• Task:
Which lines of the records contain "green"? Collect every one of them.

[Records from a collection]
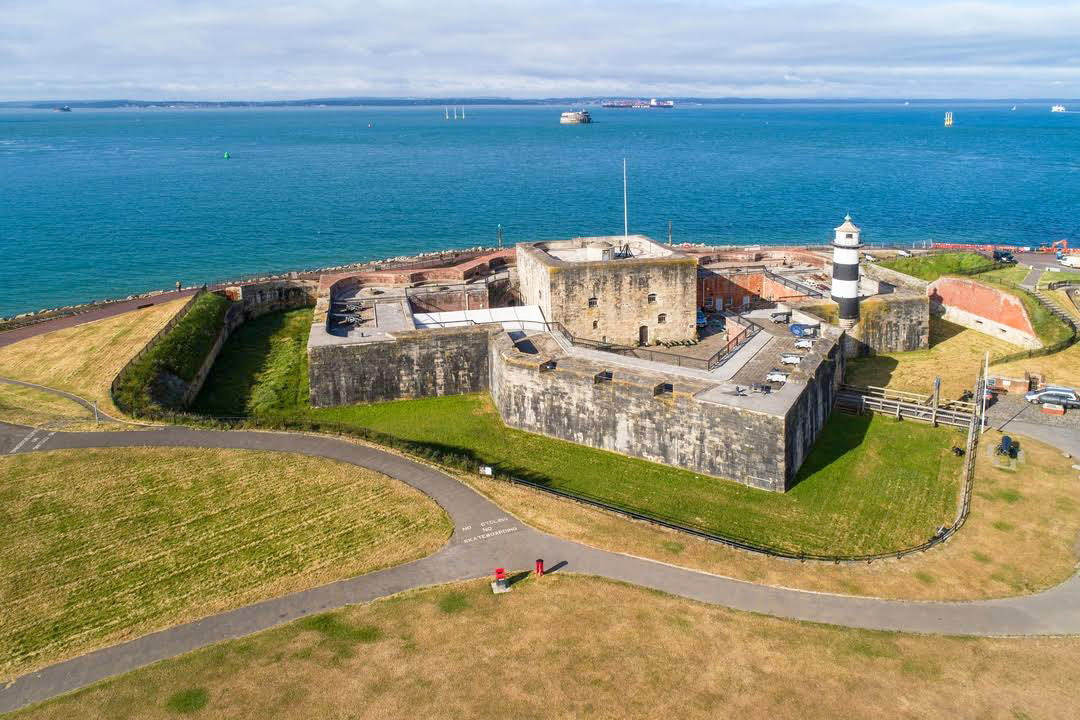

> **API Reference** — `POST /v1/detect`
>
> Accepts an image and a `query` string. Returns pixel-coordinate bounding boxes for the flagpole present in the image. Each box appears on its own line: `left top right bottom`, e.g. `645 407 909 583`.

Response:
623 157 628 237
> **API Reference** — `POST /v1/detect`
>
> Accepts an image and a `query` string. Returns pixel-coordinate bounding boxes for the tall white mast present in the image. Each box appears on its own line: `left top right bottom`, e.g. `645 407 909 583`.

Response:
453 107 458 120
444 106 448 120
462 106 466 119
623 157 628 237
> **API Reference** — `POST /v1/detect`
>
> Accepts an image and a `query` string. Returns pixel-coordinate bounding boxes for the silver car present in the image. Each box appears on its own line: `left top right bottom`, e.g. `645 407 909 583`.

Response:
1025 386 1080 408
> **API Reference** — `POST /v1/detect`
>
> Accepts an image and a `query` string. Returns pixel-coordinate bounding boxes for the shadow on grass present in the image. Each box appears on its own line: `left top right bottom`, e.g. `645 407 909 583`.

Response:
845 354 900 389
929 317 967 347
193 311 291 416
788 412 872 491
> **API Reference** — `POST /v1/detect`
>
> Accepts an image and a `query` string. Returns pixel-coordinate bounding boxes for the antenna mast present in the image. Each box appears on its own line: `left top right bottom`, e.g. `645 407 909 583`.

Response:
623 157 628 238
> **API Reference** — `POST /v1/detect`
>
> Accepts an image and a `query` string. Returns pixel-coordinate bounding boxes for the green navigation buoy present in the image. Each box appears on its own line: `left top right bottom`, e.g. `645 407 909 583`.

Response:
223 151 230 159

==

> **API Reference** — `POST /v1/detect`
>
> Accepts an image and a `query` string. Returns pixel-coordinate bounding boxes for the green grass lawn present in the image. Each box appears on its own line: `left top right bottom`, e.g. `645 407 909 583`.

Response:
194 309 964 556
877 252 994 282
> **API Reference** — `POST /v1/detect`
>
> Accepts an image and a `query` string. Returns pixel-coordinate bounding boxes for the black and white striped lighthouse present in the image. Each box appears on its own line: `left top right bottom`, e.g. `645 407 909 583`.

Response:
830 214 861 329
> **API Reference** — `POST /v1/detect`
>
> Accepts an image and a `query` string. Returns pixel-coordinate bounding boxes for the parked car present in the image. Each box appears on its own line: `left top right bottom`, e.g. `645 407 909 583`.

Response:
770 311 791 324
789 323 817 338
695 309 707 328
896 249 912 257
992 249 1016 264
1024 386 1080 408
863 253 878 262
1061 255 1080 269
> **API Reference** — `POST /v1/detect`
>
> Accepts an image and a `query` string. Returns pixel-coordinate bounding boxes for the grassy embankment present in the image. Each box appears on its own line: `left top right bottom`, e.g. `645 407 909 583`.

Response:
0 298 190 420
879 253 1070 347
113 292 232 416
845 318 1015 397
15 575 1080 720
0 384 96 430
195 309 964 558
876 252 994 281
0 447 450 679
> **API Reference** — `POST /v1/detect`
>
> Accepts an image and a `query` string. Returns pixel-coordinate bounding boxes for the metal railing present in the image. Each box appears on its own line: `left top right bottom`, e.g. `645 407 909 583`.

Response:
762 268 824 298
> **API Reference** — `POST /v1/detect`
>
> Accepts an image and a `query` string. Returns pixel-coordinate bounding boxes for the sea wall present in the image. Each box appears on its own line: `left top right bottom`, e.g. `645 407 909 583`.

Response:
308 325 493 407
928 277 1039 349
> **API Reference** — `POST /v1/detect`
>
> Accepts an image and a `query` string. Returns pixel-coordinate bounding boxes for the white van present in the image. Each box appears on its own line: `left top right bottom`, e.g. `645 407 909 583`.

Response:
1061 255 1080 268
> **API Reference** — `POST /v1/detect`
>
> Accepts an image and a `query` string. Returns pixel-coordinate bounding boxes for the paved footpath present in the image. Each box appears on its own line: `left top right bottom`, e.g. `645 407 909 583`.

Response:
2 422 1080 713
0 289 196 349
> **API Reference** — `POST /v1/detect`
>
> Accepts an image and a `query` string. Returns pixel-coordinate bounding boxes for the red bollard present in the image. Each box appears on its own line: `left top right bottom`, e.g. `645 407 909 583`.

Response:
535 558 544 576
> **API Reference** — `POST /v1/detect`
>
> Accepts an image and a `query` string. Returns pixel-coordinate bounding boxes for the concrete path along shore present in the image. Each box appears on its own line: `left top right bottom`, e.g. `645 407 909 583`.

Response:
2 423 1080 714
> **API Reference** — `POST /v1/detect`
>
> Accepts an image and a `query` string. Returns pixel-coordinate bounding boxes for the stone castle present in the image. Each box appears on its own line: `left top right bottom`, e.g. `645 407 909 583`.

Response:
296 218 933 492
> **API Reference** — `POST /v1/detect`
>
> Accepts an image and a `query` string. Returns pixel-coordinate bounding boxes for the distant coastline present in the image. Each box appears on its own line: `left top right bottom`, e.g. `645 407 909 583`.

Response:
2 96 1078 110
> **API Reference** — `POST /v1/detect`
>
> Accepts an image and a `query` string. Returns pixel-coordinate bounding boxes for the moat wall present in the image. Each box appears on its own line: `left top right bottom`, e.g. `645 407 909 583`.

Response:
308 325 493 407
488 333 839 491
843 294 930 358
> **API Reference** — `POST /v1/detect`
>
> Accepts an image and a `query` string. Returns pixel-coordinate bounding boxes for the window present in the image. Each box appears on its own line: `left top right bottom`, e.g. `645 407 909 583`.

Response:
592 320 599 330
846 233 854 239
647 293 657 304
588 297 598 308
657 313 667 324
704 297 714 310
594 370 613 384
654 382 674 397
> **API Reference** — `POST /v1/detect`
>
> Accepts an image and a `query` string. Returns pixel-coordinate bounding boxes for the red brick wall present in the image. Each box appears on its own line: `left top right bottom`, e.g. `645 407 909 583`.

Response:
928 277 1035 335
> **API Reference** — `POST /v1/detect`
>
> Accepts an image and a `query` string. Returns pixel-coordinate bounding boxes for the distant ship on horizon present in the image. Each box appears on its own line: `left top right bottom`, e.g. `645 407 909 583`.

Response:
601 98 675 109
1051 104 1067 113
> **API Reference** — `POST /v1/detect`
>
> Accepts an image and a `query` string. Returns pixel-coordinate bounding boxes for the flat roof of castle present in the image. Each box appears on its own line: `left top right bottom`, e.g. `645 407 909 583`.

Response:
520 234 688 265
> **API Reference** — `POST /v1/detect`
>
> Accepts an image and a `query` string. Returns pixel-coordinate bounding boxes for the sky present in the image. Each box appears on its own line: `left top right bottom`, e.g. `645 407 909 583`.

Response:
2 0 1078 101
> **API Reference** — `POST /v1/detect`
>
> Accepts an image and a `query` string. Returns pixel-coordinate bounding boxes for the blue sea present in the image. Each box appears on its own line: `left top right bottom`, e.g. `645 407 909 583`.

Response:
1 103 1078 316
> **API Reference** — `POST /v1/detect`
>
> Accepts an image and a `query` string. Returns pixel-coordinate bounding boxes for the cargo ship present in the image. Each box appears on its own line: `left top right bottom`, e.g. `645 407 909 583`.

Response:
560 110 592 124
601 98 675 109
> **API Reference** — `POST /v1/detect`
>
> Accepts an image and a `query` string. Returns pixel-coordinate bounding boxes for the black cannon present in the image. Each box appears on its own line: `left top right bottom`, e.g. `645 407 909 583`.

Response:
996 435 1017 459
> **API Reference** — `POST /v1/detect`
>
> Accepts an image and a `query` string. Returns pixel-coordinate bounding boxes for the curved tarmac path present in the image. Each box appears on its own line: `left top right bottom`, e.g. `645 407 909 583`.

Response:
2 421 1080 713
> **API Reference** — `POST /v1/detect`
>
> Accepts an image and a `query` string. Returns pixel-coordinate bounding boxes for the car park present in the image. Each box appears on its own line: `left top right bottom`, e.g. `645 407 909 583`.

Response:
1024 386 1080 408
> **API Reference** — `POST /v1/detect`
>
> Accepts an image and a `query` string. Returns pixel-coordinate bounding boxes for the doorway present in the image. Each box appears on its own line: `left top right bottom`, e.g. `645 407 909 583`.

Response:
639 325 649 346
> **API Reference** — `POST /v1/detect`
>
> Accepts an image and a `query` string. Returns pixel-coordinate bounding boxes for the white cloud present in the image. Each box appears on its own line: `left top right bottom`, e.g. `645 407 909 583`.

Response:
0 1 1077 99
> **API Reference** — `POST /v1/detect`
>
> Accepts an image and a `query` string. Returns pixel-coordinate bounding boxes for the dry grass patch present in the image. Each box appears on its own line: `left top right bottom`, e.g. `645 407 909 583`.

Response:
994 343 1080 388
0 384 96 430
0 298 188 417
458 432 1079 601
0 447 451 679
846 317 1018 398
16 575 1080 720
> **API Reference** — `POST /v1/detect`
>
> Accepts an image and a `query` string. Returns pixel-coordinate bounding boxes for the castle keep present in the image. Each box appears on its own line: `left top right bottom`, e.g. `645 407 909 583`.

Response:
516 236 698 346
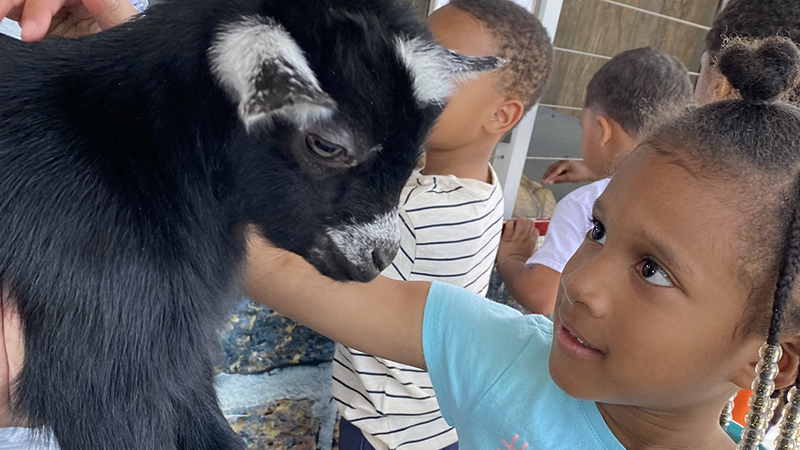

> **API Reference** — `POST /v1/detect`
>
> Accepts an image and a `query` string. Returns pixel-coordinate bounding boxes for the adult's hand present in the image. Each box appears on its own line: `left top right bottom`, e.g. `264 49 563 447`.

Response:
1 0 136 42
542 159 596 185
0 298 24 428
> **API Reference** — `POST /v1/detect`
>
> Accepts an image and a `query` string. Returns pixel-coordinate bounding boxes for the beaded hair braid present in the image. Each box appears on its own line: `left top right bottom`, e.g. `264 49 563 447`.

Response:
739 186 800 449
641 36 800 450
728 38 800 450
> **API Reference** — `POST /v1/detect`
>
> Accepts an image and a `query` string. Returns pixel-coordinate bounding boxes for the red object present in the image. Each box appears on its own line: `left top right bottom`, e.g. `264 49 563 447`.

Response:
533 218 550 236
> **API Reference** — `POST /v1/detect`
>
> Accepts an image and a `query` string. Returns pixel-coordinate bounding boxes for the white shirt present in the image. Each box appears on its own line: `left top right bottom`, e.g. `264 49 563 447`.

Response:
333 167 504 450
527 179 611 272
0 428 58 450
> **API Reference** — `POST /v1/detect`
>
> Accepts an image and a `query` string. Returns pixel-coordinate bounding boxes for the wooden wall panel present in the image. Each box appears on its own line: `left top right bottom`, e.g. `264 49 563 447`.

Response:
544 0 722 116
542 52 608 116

• Answer area:
> Accepts an image and a `query` string. Returns pixel-coordinate bounding boxes for the green navigation buoy present in the image. Each box appears on its own line: `left top right bottom`, e.g. `645 407 909 583`.
> Accepts an image and a `query` string. Returns pixel-coordinate bounding boxes for the green grass lawn present in the image. Each box appears on its own line: `left top right bottom`, e.g. `645 407 909 583`.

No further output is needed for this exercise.